### Exercise details
Only the final stretch of the data is wanted: reproduce the line containing "Would you mind annotating the instrument" and each line after it, exactly.
>>
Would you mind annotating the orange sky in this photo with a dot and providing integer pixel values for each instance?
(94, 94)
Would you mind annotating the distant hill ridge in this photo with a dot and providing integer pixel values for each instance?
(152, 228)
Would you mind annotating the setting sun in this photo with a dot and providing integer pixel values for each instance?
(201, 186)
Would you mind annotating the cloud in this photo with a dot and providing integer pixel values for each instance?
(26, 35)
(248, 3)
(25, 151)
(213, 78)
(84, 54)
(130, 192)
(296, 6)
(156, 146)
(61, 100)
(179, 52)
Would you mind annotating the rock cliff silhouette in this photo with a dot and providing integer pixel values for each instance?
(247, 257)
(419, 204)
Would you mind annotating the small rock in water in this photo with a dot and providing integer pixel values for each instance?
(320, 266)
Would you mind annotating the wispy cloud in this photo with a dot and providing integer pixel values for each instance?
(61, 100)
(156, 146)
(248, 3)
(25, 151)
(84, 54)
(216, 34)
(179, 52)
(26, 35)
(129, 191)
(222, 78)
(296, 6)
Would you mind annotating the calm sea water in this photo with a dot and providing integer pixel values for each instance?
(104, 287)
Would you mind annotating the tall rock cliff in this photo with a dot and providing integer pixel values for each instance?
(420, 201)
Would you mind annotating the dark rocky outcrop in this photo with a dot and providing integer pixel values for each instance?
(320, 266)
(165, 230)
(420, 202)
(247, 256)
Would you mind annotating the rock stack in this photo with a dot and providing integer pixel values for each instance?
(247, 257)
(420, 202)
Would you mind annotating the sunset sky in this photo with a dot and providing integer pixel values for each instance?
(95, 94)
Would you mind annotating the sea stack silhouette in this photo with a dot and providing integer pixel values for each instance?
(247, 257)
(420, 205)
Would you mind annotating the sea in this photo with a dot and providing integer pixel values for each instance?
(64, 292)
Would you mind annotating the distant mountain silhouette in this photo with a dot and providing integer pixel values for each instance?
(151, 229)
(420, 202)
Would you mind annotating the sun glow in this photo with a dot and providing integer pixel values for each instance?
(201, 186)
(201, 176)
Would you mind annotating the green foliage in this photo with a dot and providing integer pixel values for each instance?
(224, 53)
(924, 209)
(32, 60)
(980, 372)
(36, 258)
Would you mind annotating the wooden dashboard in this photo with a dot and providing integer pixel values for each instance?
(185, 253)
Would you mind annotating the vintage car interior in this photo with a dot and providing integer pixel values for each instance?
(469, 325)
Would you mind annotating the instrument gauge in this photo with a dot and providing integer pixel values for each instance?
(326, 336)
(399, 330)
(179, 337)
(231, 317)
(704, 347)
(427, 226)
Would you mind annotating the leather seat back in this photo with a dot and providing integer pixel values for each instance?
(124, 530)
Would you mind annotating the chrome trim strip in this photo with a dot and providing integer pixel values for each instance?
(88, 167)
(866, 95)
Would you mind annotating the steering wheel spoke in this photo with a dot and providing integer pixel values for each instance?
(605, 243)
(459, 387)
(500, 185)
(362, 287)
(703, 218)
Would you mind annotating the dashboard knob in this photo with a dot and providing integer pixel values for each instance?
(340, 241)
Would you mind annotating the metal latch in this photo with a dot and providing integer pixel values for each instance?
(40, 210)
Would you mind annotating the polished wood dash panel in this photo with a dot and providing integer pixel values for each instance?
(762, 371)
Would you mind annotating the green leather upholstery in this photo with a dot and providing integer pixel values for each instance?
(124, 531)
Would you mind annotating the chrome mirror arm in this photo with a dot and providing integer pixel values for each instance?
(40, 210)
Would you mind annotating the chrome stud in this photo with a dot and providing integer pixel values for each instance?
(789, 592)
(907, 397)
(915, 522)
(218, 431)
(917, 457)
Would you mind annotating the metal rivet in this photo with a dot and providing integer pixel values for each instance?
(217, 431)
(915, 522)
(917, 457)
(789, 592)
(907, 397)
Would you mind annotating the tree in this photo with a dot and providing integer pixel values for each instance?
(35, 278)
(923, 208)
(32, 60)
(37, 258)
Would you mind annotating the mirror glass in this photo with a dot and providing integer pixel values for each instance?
<<
### Written answer
Would you mind annotating the instrument gauge in this photo with a dot and providing integer pixel values for each instance?
(326, 336)
(399, 330)
(179, 337)
(231, 317)
(704, 347)
(427, 226)
Would you mind annotating the leather seat back in this photo with a dot and providing integer pixel values for each instance?
(124, 530)
Would you mind annotating the chrome trim strip in this photo with a dot and providing integer pixel values for each instance?
(88, 167)
(866, 95)
Would you mind annotating the steering wheel spoke in this photo with a dot and providing integer pixel values for each instance?
(605, 243)
(459, 387)
(500, 185)
(362, 287)
(703, 218)
Would you mind annotating the dashboard knob in this photo with a dot and providing integer pixel values for each instance?
(340, 241)
Would you mind annotating the metal latch in this photo with a dot and providing integer pixel values for each instance?
(40, 210)
Would you mind annotating the polished wood dash panel in this photo with a dot and providing integer pixel values for each instance?
(762, 371)
Would you mind annotating the green leather upholstery in this photo with a dot and providing integer pixel values for each instance?
(124, 531)
Would you mind annotating the chrome mirror arm in this photo with a dot and providing integer pixel values for each instance?
(40, 210)
Would you mind annotating the chrome stud in this photo with a dot and providing integer pixel values for each instance?
(789, 592)
(907, 397)
(915, 522)
(218, 431)
(917, 457)
Would you mind annotating the metal rivet in this photo with a dot and providing integer pixel values for each instance?
(217, 431)
(915, 522)
(917, 457)
(789, 592)
(907, 397)
Would you mind annotating the tree in this photo with a dot and providing integer pixel values for each instance?
(35, 278)
(923, 208)
(32, 60)
(37, 258)
Would you mind annotating the mirror glass in this photo with a dot and providing integer pixel values for each instance?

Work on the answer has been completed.